* _Task brief_
Output all the data exactly as it appears below.

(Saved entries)
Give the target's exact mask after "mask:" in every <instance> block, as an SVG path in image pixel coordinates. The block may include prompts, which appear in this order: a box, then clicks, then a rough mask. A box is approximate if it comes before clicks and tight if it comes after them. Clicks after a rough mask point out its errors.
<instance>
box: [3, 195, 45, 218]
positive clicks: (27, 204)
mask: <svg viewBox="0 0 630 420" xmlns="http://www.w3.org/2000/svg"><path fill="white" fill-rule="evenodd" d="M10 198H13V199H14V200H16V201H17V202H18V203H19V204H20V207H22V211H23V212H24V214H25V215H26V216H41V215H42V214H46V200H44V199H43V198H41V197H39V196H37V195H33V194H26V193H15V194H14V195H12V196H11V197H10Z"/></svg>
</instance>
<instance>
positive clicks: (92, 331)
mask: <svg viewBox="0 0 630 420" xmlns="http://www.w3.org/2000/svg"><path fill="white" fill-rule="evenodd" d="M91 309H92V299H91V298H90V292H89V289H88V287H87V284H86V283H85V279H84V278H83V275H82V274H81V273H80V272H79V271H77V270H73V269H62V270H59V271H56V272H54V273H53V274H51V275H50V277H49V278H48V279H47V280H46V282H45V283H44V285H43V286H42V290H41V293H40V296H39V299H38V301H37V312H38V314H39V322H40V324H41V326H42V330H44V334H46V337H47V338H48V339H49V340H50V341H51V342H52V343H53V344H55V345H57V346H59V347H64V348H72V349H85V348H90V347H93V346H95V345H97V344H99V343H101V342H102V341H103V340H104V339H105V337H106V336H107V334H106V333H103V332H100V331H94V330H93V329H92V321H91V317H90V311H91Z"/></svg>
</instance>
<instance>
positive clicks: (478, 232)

* _Solution to the exercise_
Give the target's exact mask after "mask:" in every <instance> block, as an SVG path in image pixel coordinates. The block may include prompts, which appear in this order: a box, then clicks, then a rough mask. A box is approximate if it comes before clicks and tight if it comes after them. Clicks after a rough mask point out its errors.
<instance>
box: [3, 195, 45, 218]
positive clicks: (27, 204)
mask: <svg viewBox="0 0 630 420" xmlns="http://www.w3.org/2000/svg"><path fill="white" fill-rule="evenodd" d="M10 198H13V199H14V200H16V201H17V202H18V203H19V204H20V207H22V211H23V212H24V214H25V215H26V216H41V215H42V214H46V200H44V199H43V198H41V197H39V196H37V195H33V194H26V193H15V194H14V195H12V196H11V197H10Z"/></svg>
</instance>
<instance>
positive clicks: (92, 331)
mask: <svg viewBox="0 0 630 420" xmlns="http://www.w3.org/2000/svg"><path fill="white" fill-rule="evenodd" d="M91 309H92V299H91V298H90V292H89V289H88V287H87V284H86V283H85V279H84V278H83V275H82V274H81V273H80V272H79V271H77V270H73V269H62V270H59V271H56V272H54V273H53V274H51V275H50V277H49V278H48V279H47V280H46V282H45V283H44V285H43V286H42V290H41V293H40V296H39V299H38V301H37V312H38V314H39V322H40V324H41V326H42V330H44V334H46V337H47V338H48V339H49V340H50V341H51V342H52V343H53V344H55V345H57V346H59V347H64V348H72V349H85V348H90V347H93V346H95V345H97V344H99V343H101V342H102V341H103V340H104V339H105V337H106V336H107V334H106V333H103V332H100V331H94V330H93V329H92V321H91V317H90V311H91Z"/></svg>
</instance>
<instance>
positive clicks: (478, 232)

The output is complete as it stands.